>> Start

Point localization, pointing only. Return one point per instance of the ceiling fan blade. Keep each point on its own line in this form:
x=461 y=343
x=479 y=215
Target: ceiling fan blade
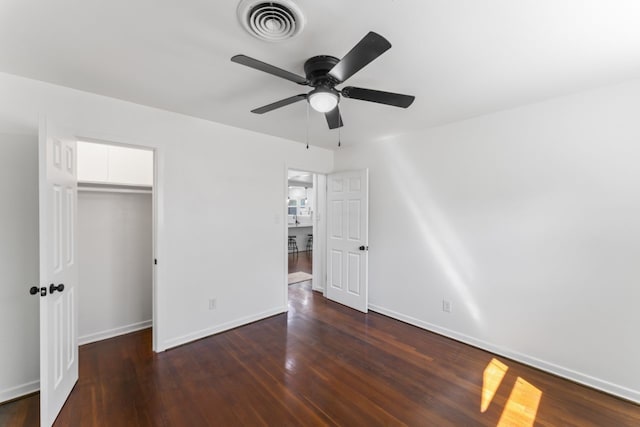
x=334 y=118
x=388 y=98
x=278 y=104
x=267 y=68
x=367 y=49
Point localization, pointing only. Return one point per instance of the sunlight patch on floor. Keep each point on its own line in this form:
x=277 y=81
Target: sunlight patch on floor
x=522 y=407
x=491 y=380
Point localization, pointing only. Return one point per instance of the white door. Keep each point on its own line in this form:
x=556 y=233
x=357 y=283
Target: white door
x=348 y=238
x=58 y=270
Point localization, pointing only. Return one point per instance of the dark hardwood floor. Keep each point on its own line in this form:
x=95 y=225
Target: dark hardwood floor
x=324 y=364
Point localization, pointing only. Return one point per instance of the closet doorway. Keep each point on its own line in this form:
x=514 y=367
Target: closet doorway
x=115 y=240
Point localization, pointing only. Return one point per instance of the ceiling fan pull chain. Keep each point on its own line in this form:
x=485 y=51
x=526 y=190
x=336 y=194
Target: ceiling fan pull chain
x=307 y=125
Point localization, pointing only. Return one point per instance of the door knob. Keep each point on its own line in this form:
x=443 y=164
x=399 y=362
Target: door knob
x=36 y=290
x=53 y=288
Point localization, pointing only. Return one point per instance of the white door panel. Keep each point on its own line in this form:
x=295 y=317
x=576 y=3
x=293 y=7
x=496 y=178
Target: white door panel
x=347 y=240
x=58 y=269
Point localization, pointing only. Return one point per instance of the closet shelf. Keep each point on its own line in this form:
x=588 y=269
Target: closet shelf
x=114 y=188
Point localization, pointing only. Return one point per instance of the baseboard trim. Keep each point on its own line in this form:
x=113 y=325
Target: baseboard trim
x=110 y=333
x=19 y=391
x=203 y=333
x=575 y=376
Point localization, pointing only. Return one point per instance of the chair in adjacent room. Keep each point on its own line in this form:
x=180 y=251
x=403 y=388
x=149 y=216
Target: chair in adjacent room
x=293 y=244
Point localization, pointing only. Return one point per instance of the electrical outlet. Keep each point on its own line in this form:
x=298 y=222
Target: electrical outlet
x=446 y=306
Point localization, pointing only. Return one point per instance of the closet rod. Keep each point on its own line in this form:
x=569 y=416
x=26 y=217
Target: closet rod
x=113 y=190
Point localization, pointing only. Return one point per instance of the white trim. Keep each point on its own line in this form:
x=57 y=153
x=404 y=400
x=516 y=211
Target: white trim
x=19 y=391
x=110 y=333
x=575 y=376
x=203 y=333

>> End

- _Exercise instructions_: Reproduce every record above exactly, but leave out the pictures.

- _The reply_:
Point localization, pointing only. Return one point per instance of the ceiling fan blade. Keep each point on its own line in this form:
x=461 y=343
x=479 y=215
Target: ceiling fan blade
x=334 y=118
x=388 y=98
x=278 y=104
x=267 y=68
x=367 y=49
Point localization, pointing only. Return one point per instance of the sunlight patch on floor. Keep each point on its own line in this form:
x=277 y=81
Target: sunlight patch on floor
x=522 y=407
x=491 y=380
Point localization, pointing only. Return one point per instance of the white door. Keep each point on its own line in this form:
x=556 y=233
x=357 y=283
Target: white door
x=348 y=238
x=58 y=270
Point localization, pointing only. Return one point per instance of the dark hardwood floor. Keep each point on its own line in this form:
x=95 y=225
Target: dark hardwood floor
x=324 y=364
Point localization, pointing only. Return one point per instance of the closet doorway. Keep each point on its own line in this form:
x=514 y=367
Target: closet doorway
x=115 y=240
Point localization, pointing only. Return one point per instance of the ceiling fan pull chain. Keep each point on its own line in this form:
x=485 y=51
x=526 y=190
x=336 y=194
Target: ceiling fan pull chain
x=307 y=125
Point localization, pointing only. Return one point per instance of the door knob. Keep each point on its own line in this form:
x=443 y=164
x=399 y=362
Target: door knob
x=36 y=290
x=53 y=288
Point localization, pointing only. Return one point per instance of the white door panel. Keep each point on its own line in this form:
x=295 y=317
x=576 y=3
x=293 y=7
x=496 y=178
Target: white door panel
x=347 y=240
x=58 y=269
Point localization, pointing only. Return one point per instance of the closet shelf. Keep each point on its own line in this form:
x=588 y=269
Target: closet shelf
x=114 y=188
Point localization, pointing only. Return one point per instance of the baseboard trim. Keep each point on its own line in this form:
x=113 y=325
Target: baseboard trim
x=110 y=333
x=19 y=391
x=203 y=333
x=575 y=376
Point localization, pointing only. Return one point per instance of the chair in adjacent room. Keep each point on its own line in this form:
x=180 y=251
x=403 y=388
x=149 y=216
Target: chair in adjacent room
x=293 y=244
Point localization, pointing only. Return one point per instance of the electrical outlet. Keep each point on its own line in this form:
x=298 y=222
Target: electrical outlet
x=446 y=306
Point localization, pointing only. Return one point per instance of the closet rod. Keep each point on its own line in this form:
x=569 y=416
x=26 y=217
Target: closet rod
x=113 y=190
Point localization, pointing only. Return one point per instance of the white trim. Keep each point on its own line in this form:
x=57 y=153
x=404 y=400
x=516 y=211
Target: white trim
x=19 y=391
x=110 y=333
x=575 y=376
x=203 y=333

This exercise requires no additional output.